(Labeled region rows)
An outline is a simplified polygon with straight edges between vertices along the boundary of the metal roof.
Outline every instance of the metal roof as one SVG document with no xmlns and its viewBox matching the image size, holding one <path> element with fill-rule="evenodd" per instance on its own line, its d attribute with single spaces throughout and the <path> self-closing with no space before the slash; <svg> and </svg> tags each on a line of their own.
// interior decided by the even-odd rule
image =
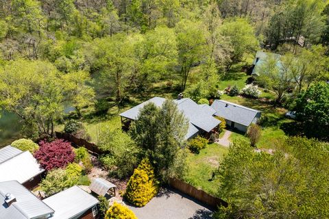
<svg viewBox="0 0 329 219">
<path fill-rule="evenodd" d="M 105 196 L 108 190 L 116 188 L 117 185 L 102 178 L 95 178 L 93 180 L 89 188 L 98 195 Z"/>
<path fill-rule="evenodd" d="M 0 181 L 24 183 L 44 171 L 31 153 L 25 151 L 0 164 Z"/>
<path fill-rule="evenodd" d="M 128 110 L 120 114 L 121 116 L 132 120 L 136 120 L 139 114 L 140 110 L 148 103 L 154 103 L 156 106 L 161 107 L 166 99 L 161 97 L 154 97 L 136 107 Z M 209 114 L 209 110 L 202 107 L 189 98 L 184 98 L 174 101 L 185 117 L 188 119 L 188 129 L 185 136 L 186 139 L 193 137 L 199 129 L 206 132 L 215 128 L 221 122 Z"/>
<path fill-rule="evenodd" d="M 77 185 L 42 200 L 55 210 L 51 219 L 75 218 L 98 204 L 97 198 L 84 192 Z"/>
<path fill-rule="evenodd" d="M 10 145 L 0 149 L 0 164 L 23 153 L 22 151 Z"/>
<path fill-rule="evenodd" d="M 4 203 L 7 193 L 16 198 L 16 202 L 9 207 Z M 0 182 L 0 198 L 1 218 L 29 219 L 41 216 L 48 218 L 54 212 L 17 181 Z"/>
<path fill-rule="evenodd" d="M 216 116 L 248 127 L 260 116 L 260 111 L 248 108 L 231 102 L 215 100 L 211 107 L 216 110 Z"/>
</svg>

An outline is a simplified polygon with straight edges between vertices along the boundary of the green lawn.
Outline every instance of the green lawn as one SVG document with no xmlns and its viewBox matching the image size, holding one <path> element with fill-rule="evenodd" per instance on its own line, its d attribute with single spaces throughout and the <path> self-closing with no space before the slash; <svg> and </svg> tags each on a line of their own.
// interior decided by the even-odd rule
<svg viewBox="0 0 329 219">
<path fill-rule="evenodd" d="M 187 158 L 187 172 L 184 181 L 198 189 L 216 195 L 219 180 L 210 181 L 212 170 L 218 168 L 219 161 L 228 152 L 228 149 L 217 144 L 208 144 L 199 154 L 189 153 Z"/>
</svg>

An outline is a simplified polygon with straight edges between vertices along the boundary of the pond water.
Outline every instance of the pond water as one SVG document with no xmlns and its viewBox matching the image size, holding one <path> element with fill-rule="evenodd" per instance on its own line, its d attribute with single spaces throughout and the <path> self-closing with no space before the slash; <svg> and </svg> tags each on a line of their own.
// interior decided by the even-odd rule
<svg viewBox="0 0 329 219">
<path fill-rule="evenodd" d="M 0 115 L 0 148 L 2 148 L 19 138 L 22 125 L 14 114 L 2 112 Z"/>
</svg>

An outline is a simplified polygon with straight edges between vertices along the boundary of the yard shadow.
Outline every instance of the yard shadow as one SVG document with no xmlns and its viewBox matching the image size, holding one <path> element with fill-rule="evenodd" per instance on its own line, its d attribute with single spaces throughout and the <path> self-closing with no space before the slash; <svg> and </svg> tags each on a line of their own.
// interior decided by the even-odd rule
<svg viewBox="0 0 329 219">
<path fill-rule="evenodd" d="M 212 211 L 208 209 L 199 209 L 195 211 L 194 215 L 188 219 L 210 219 L 212 218 Z"/>
</svg>

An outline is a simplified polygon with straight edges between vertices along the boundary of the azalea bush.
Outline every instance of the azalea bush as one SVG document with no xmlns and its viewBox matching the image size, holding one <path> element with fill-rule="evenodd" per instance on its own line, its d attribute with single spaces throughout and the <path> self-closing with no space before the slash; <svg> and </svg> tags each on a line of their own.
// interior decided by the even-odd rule
<svg viewBox="0 0 329 219">
<path fill-rule="evenodd" d="M 137 217 L 127 207 L 114 203 L 106 212 L 105 219 L 137 219 Z"/>
<path fill-rule="evenodd" d="M 258 86 L 253 83 L 247 84 L 241 90 L 242 94 L 247 97 L 258 98 L 262 92 L 258 90 Z"/>
<path fill-rule="evenodd" d="M 154 169 L 148 159 L 144 159 L 129 179 L 124 197 L 130 203 L 143 207 L 156 195 L 158 185 Z"/>
<path fill-rule="evenodd" d="M 34 157 L 42 168 L 50 170 L 65 168 L 74 161 L 75 154 L 70 142 L 57 139 L 51 142 L 41 141 L 39 149 L 34 153 Z"/>
<path fill-rule="evenodd" d="M 32 154 L 39 149 L 38 144 L 34 143 L 32 140 L 25 138 L 19 139 L 13 142 L 11 145 L 23 151 L 28 151 Z"/>
<path fill-rule="evenodd" d="M 199 136 L 191 140 L 188 143 L 188 146 L 191 152 L 198 154 L 200 150 L 206 149 L 208 143 L 208 140 L 206 138 Z"/>
</svg>

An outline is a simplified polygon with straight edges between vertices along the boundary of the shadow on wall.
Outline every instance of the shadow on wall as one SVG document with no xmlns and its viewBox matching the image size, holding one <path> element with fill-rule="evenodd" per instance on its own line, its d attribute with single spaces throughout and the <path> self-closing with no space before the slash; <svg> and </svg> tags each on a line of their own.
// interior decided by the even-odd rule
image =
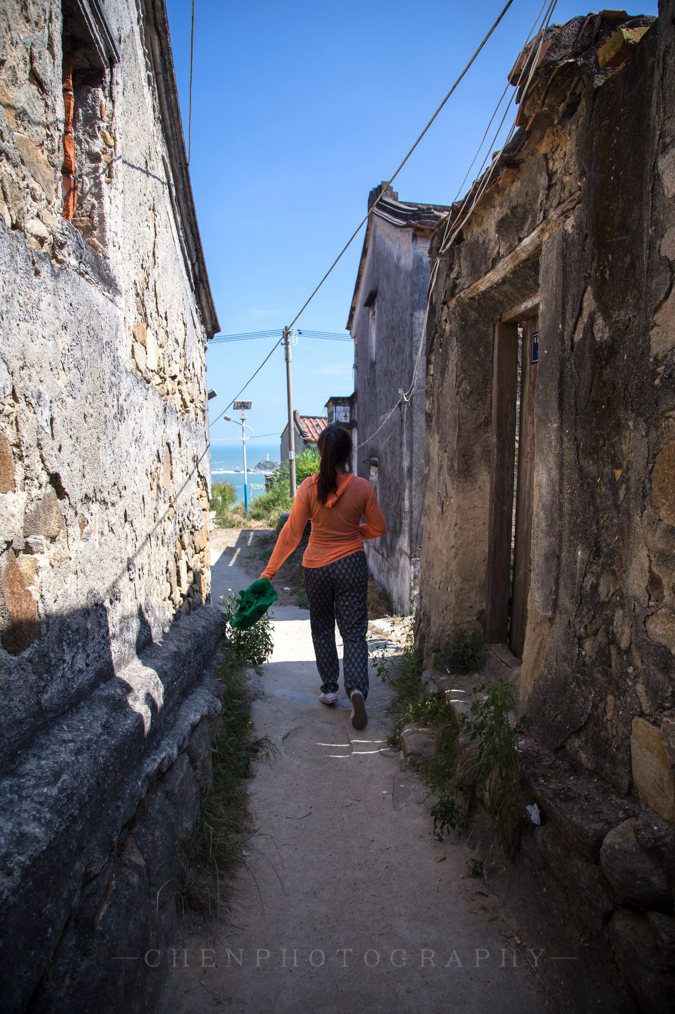
<svg viewBox="0 0 675 1014">
<path fill-rule="evenodd" d="M 164 686 L 152 667 L 133 663 L 160 643 L 153 637 L 158 624 L 150 608 L 139 605 L 136 613 L 115 618 L 114 605 L 114 596 L 108 607 L 91 593 L 89 604 L 41 622 L 19 615 L 8 623 L 3 610 L 0 765 L 115 676 L 126 684 L 126 704 L 148 734 Z"/>
<path fill-rule="evenodd" d="M 62 1009 L 66 995 L 81 1010 L 109 995 L 106 1009 L 146 1011 L 164 979 L 143 955 L 168 946 L 176 928 L 175 891 L 220 721 L 203 673 L 222 618 L 203 606 L 154 640 L 139 607 L 123 621 L 132 657 L 117 666 L 107 617 L 102 604 L 51 617 L 39 641 L 0 653 L 5 700 L 13 714 L 30 710 L 20 746 L 3 742 L 3 1011 L 29 1001 Z M 65 685 L 53 687 L 48 711 L 38 680 L 55 673 Z M 118 967 L 118 954 L 140 957 Z"/>
</svg>

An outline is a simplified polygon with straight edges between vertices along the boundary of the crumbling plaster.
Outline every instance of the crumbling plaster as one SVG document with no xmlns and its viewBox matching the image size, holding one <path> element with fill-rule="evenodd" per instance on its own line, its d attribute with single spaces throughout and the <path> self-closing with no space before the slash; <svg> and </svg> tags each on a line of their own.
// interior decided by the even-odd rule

| Requirements |
Render every line of all the rows above as a JSON list of strings, one string per line, skipping blank lines. Leave the pictures out.

| Worked answer |
[
  "An outline is a simplified polygon with straight edges between vertices along the boundary of the metal roof.",
  "Outline every instance of the metal roof as one SVG document with no xmlns and its viewBox matching the image size, holding one <path> element with fill-rule=\"evenodd\" per instance on its own line, its d attribute with single spaces throughout and the <path> self-closing with no space before the slash; <svg> and </svg> tags each on a line of their own.",
  "// interior decided by the even-odd rule",
  "image =",
  "<svg viewBox=\"0 0 329 219\">",
  "<path fill-rule=\"evenodd\" d=\"M 105 196 L 108 190 L 116 188 L 117 185 L 102 178 L 95 178 L 93 180 L 89 188 L 98 195 Z\"/>",
  "<path fill-rule=\"evenodd\" d=\"M 0 181 L 24 183 L 44 171 L 31 153 L 25 151 L 0 164 Z\"/>",
  "<path fill-rule=\"evenodd\" d=\"M 128 110 L 120 114 L 121 116 L 132 120 L 136 120 L 139 114 L 140 110 L 148 103 L 154 103 L 156 106 L 161 107 L 166 99 L 161 97 L 154 97 L 136 107 Z M 209 114 L 209 110 L 202 107 L 189 98 L 184 98 L 174 101 L 185 117 L 188 119 L 188 129 L 185 136 L 186 139 L 193 137 L 199 129 L 206 132 L 215 128 L 221 122 Z\"/>",
  "<path fill-rule=\"evenodd\" d=\"M 77 185 L 42 200 L 55 210 L 51 219 L 75 218 L 98 204 L 97 198 L 84 192 Z\"/>",
  "<path fill-rule=\"evenodd\" d=\"M 10 145 L 0 149 L 0 164 L 23 153 L 22 151 Z\"/>",
  "<path fill-rule=\"evenodd\" d=\"M 4 203 L 7 193 L 16 198 L 16 202 L 9 207 Z M 0 182 L 0 198 L 1 218 L 29 219 L 41 216 L 48 218 L 54 212 L 17 181 Z\"/>",
  "<path fill-rule=\"evenodd\" d=\"M 216 116 L 248 127 L 260 116 L 260 111 L 248 108 L 231 102 L 215 100 L 211 107 L 216 110 Z\"/>",
  "</svg>",
  "An outline is a simplified polygon with straight edges between vertices along the boundary of the green lawn.",
  "Outline every instance of the green lawn as one SVG document with no xmlns and its viewBox matching the image size, holding one <path> element with fill-rule=\"evenodd\" per instance on its own line, its d attribute with single spaces throughout and the <path> self-closing with no space before the slash; <svg> and </svg> tags each on a line of their own.",
  "// interior decided by the even-odd rule",
  "<svg viewBox=\"0 0 329 219\">",
  "<path fill-rule=\"evenodd\" d=\"M 187 158 L 187 172 L 184 181 L 198 189 L 216 195 L 219 180 L 210 181 L 212 170 L 218 168 L 219 161 L 228 152 L 228 149 L 217 144 L 208 144 L 199 154 L 189 153 Z\"/>",
  "</svg>",
  "An outline is a simplified polygon with straight edges between vertices along the boundary of the pond water.",
  "Outline every instance of the pond water as one SVG document with no xmlns and its viewBox matching the image size, holding one <path> element with fill-rule=\"evenodd\" per instance on its own line, its d attribute with single spaces throughout and the <path> self-closing with no space before the slash; <svg> and </svg> tags each on a line of their own.",
  "// interior decided by the even-odd rule",
  "<svg viewBox=\"0 0 329 219\">",
  "<path fill-rule=\"evenodd\" d=\"M 0 115 L 0 148 L 2 148 L 19 138 L 22 125 L 14 114 L 2 112 Z\"/>",
  "</svg>",
  "An outline is a simplified polygon with straight edges between vertices along the boundary of the yard shadow.",
  "Outline every instance of the yard shadow as one SVG document with no xmlns and its viewBox matching the image size, holding one <path> element with fill-rule=\"evenodd\" per instance on its own line, its d attribute with single spaces throughout and the <path> self-closing with no space before the slash; <svg> and </svg> tags each on a line of their own.",
  "// interior decided by the even-odd rule",
  "<svg viewBox=\"0 0 329 219\">",
  "<path fill-rule=\"evenodd\" d=\"M 212 211 L 208 209 L 199 209 L 195 211 L 194 215 L 188 219 L 210 219 L 212 218 Z\"/>",
  "</svg>",
  "An outline is a simplified polygon with straight edges between vertices along the boundary of the azalea bush.",
  "Outline every instance of the azalea bush as one SVG document with no xmlns and its viewBox matching the image size, holding one <path> element with fill-rule=\"evenodd\" per instance on its own line, its d attribute with single spaces throughout and the <path> self-closing with no space before the slash; <svg> and </svg> tags each on a line of their own.",
  "// interior decided by the even-odd rule",
  "<svg viewBox=\"0 0 329 219\">",
  "<path fill-rule=\"evenodd\" d=\"M 137 217 L 127 207 L 114 203 L 106 212 L 105 219 L 137 219 Z\"/>",
  "<path fill-rule=\"evenodd\" d=\"M 258 86 L 253 83 L 247 84 L 241 90 L 242 94 L 247 97 L 258 98 L 262 92 L 258 90 Z\"/>",
  "<path fill-rule=\"evenodd\" d=\"M 154 169 L 148 159 L 144 159 L 129 179 L 124 197 L 130 203 L 143 207 L 156 195 L 158 185 Z\"/>",
  "<path fill-rule=\"evenodd\" d=\"M 34 157 L 42 168 L 50 170 L 65 168 L 74 161 L 75 154 L 70 142 L 57 139 L 51 142 L 41 141 L 39 149 L 34 153 Z\"/>",
  "<path fill-rule=\"evenodd\" d=\"M 32 154 L 39 149 L 38 144 L 34 143 L 32 140 L 25 138 L 19 139 L 13 142 L 11 145 L 23 151 L 28 151 Z\"/>",
  "<path fill-rule=\"evenodd\" d=\"M 199 136 L 191 140 L 188 143 L 188 146 L 191 152 L 198 154 L 200 150 L 206 149 L 208 143 L 208 140 L 206 138 Z\"/>",
  "</svg>",
  "An outline is a simplified polygon with straight edges between vertices along the boundary of the shadow on wall.",
  "Outline every instance of the shadow on wall as one SVG document with no xmlns and its viewBox matching the image size, holding one <path> element with fill-rule=\"evenodd\" per instance on its own line, its d attribute with single spaces throughout and the <path> self-closing with no space before the slash; <svg> and </svg> tags each on a line of their own.",
  "// interior decided by the even-odd rule",
  "image =",
  "<svg viewBox=\"0 0 675 1014\">",
  "<path fill-rule=\"evenodd\" d=\"M 164 686 L 152 667 L 133 663 L 160 643 L 153 637 L 158 624 L 150 608 L 139 605 L 136 613 L 115 618 L 114 605 L 114 596 L 108 607 L 91 593 L 89 604 L 41 622 L 19 615 L 8 623 L 3 610 L 0 765 L 115 676 L 126 684 L 126 704 L 148 734 Z\"/>",
  "<path fill-rule=\"evenodd\" d=\"M 62 1009 L 66 995 L 81 1010 L 109 995 L 106 1009 L 146 1011 L 164 979 L 143 955 L 168 946 L 176 928 L 175 891 L 220 721 L 203 673 L 222 618 L 203 606 L 154 640 L 139 607 L 123 621 L 132 657 L 117 666 L 107 617 L 102 604 L 51 617 L 39 641 L 0 653 L 5 700 L 13 714 L 30 710 L 20 746 L 3 742 L 3 1011 L 29 1001 Z M 65 685 L 53 687 L 48 711 L 38 680 L 55 673 Z M 118 967 L 118 954 L 140 957 Z\"/>",
  "</svg>",
  "An outline is a simplified polygon with straight edges between vertices along the boundary of the crumbling plaster.",
  "Outline every instance of the crumbling plaster as one SVG document with no xmlns and its viewBox matching the image size, holding one <path> element with fill-rule=\"evenodd\" per instance on its own line, its d attribute with single spaces throughout and the <path> self-closing with no space before the slash; <svg> and </svg> tags each on a line of their own.",
  "// interior decided by the even-odd rule"
]